**WHAT THIS TASK INVOLVES**
Select each line in the items below that contains the word "after", and copy those lines out in full.

═════ TASK DATA ═════

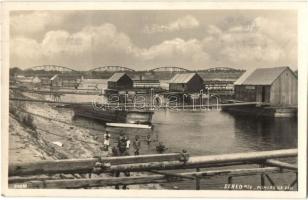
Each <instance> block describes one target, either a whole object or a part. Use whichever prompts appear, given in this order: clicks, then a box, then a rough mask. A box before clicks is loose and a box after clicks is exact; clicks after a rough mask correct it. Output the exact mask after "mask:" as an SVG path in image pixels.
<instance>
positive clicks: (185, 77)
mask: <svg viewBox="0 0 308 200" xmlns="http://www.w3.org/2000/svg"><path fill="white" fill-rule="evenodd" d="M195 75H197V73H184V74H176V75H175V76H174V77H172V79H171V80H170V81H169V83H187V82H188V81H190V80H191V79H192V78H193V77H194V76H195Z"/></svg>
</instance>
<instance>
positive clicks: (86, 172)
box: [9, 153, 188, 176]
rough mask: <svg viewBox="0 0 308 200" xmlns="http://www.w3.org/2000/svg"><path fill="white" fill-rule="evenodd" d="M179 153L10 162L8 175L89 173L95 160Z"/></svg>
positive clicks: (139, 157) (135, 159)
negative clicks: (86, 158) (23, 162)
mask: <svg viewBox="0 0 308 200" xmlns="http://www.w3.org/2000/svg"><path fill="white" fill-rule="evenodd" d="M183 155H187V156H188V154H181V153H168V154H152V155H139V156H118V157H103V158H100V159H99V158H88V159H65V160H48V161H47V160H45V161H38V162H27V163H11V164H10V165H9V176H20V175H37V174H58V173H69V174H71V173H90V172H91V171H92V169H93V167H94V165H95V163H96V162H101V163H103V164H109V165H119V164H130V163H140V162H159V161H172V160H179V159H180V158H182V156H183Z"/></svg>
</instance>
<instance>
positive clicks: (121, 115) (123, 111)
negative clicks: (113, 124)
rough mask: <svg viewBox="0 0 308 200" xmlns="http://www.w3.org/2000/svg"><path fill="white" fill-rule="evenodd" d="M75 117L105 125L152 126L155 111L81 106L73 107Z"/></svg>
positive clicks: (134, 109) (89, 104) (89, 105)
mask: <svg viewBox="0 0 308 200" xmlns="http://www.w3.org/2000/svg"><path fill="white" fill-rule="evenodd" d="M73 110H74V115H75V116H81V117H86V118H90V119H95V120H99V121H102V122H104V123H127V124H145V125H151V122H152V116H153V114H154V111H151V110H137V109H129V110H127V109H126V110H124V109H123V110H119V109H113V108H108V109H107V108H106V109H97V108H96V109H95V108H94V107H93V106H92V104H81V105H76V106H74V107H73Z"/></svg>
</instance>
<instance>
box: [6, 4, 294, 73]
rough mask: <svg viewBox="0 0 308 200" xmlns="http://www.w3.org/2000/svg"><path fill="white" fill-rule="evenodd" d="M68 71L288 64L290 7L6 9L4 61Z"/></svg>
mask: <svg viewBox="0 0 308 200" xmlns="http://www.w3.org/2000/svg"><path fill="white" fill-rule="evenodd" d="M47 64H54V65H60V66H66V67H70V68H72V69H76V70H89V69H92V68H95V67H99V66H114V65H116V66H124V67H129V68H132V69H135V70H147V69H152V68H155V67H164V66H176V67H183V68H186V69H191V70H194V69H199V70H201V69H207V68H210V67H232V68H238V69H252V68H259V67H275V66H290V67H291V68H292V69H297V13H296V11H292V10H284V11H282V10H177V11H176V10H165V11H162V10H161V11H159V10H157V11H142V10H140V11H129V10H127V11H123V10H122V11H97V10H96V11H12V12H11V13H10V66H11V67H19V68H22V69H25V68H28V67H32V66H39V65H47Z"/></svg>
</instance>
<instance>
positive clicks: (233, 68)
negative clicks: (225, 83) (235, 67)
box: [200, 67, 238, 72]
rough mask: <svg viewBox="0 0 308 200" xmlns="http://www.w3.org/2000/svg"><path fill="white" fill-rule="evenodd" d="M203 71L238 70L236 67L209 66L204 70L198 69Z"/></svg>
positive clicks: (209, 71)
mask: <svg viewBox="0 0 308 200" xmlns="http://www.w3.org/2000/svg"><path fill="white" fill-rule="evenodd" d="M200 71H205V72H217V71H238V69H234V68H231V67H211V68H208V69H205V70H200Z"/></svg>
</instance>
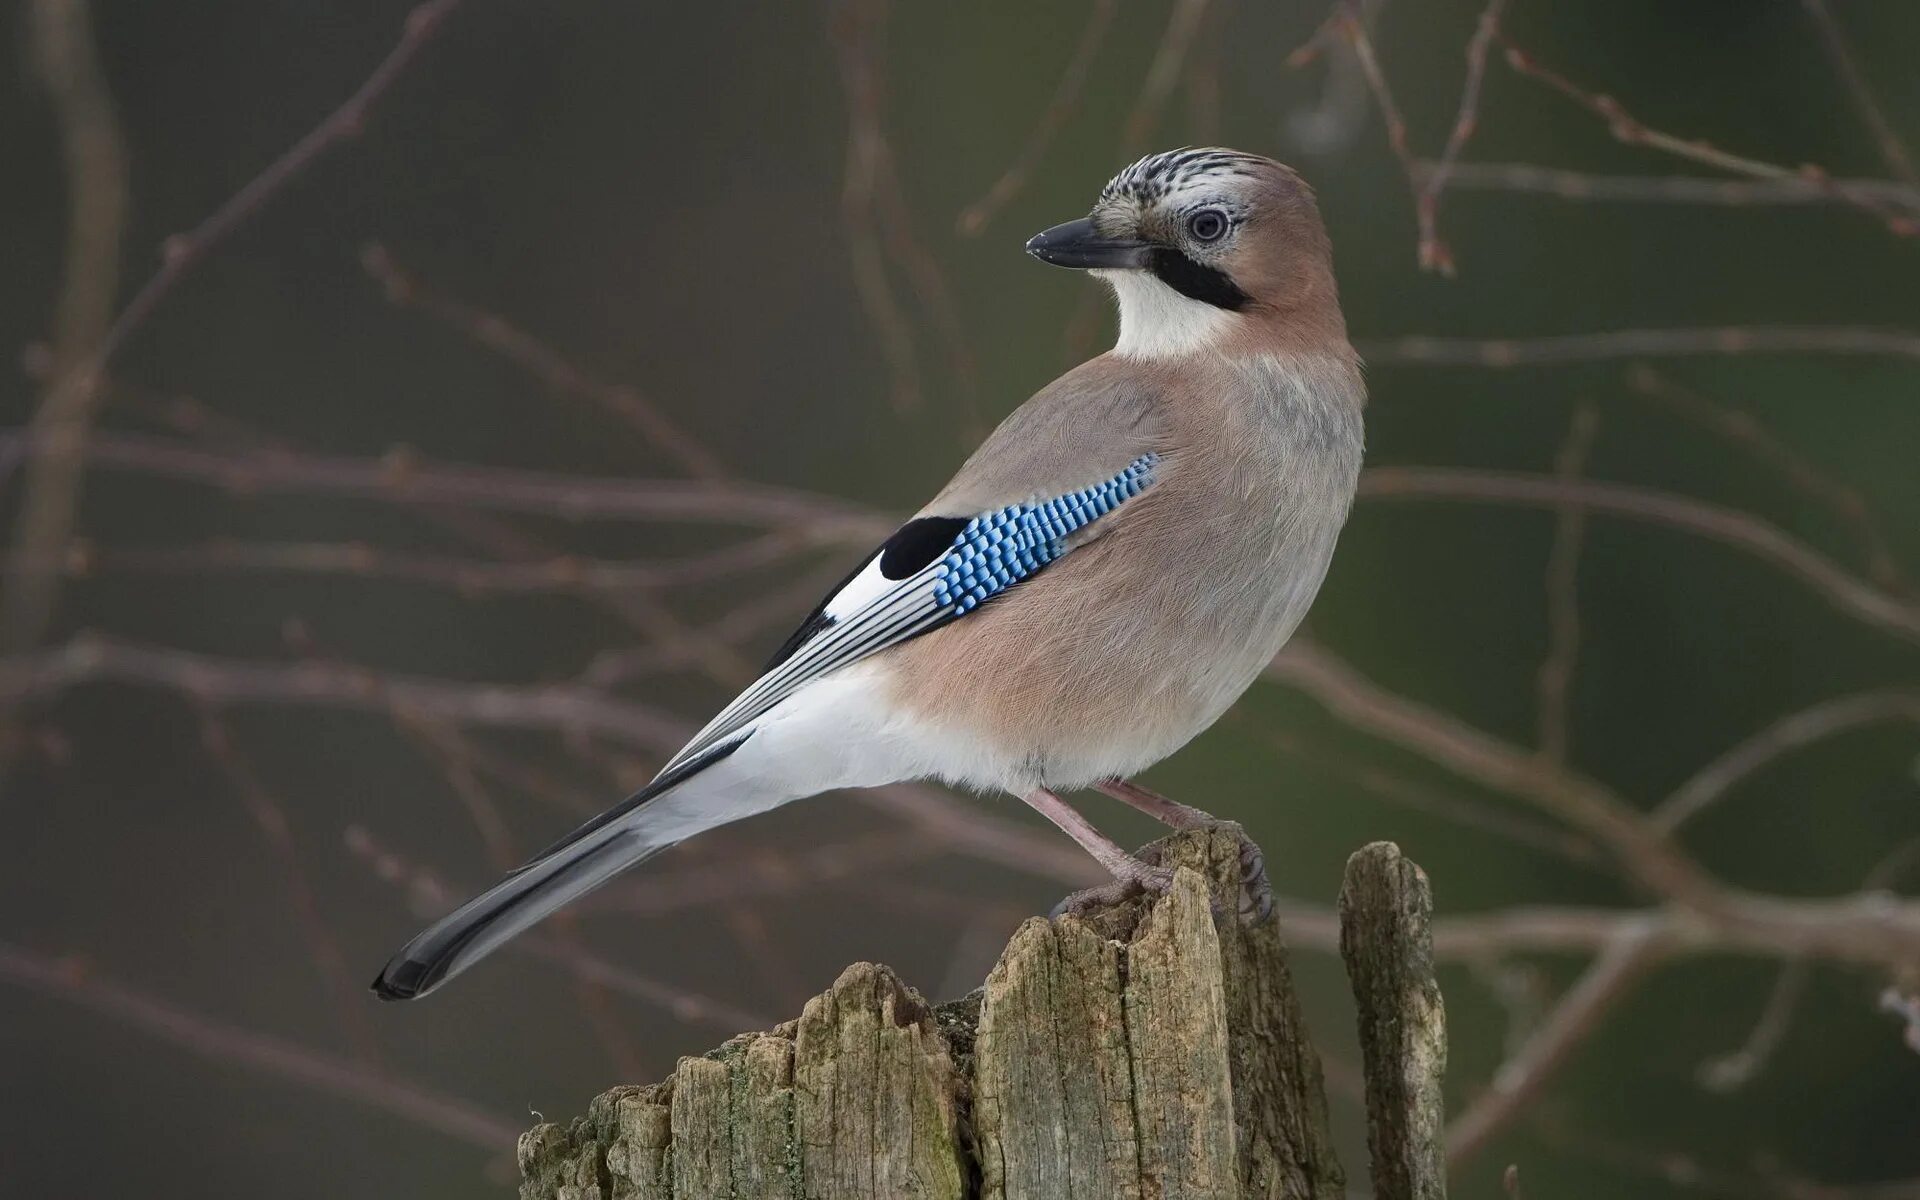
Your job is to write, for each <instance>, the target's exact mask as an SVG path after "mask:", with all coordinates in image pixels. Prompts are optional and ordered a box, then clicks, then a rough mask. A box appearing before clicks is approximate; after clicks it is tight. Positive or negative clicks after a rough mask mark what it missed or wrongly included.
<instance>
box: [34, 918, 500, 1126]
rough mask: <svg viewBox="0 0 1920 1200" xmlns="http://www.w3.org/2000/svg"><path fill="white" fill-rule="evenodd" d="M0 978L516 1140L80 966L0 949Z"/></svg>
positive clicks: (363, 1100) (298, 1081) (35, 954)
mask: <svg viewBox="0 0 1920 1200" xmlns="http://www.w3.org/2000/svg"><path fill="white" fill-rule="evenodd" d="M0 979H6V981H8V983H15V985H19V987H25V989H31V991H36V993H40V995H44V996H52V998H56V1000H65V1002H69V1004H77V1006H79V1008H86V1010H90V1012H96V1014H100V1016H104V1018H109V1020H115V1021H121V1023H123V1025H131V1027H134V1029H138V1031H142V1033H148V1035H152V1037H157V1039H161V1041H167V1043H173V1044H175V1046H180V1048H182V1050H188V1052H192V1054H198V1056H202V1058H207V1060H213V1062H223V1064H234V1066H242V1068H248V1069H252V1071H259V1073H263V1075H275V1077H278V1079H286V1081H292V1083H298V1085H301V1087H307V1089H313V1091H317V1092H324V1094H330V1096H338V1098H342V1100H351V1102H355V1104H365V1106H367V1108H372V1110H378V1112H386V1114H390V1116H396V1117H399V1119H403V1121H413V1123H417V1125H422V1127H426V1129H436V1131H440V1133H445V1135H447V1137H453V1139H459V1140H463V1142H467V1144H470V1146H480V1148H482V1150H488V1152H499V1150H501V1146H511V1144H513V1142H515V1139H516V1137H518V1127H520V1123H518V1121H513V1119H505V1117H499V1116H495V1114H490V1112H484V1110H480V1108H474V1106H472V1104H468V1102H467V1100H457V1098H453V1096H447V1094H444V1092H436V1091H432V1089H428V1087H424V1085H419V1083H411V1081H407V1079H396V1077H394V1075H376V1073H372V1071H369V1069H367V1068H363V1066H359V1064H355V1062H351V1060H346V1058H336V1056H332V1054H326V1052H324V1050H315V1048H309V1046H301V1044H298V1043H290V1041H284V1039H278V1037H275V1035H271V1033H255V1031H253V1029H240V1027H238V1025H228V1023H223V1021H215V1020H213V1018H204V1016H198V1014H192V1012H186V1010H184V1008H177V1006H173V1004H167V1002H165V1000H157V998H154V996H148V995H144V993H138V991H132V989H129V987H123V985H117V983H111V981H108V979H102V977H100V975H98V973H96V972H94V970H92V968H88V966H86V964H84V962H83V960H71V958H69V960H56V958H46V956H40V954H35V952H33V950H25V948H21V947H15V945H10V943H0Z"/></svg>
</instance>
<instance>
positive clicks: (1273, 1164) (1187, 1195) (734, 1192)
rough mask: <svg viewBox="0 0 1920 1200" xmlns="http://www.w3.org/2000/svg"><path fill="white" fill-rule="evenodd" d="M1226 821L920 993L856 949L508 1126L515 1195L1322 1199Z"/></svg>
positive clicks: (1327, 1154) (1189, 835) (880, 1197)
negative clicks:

═════

**TASK RESULT**
Each <instance> block describes one target, either a whole object or a part. Use whichever prompts appear, given in this order: clicks, then a box, then a rough mask. A box before clicks is loose and a box after clicks is exact; clicks after a rough mask correct it. Output the exact mask after "mask:" as an SVG path in image pixels.
Your job is to write, for each <instance>, the target's exact mask as an SVG path after "mask:", with all coordinates in image pixels. Prompts are optional and ordered a box, then clicks, then a rough mask. A box appearing before clicks is approximate; after clicks it is tight. Positive or negative clicks after a rough mask mark what it missed or wrongly included.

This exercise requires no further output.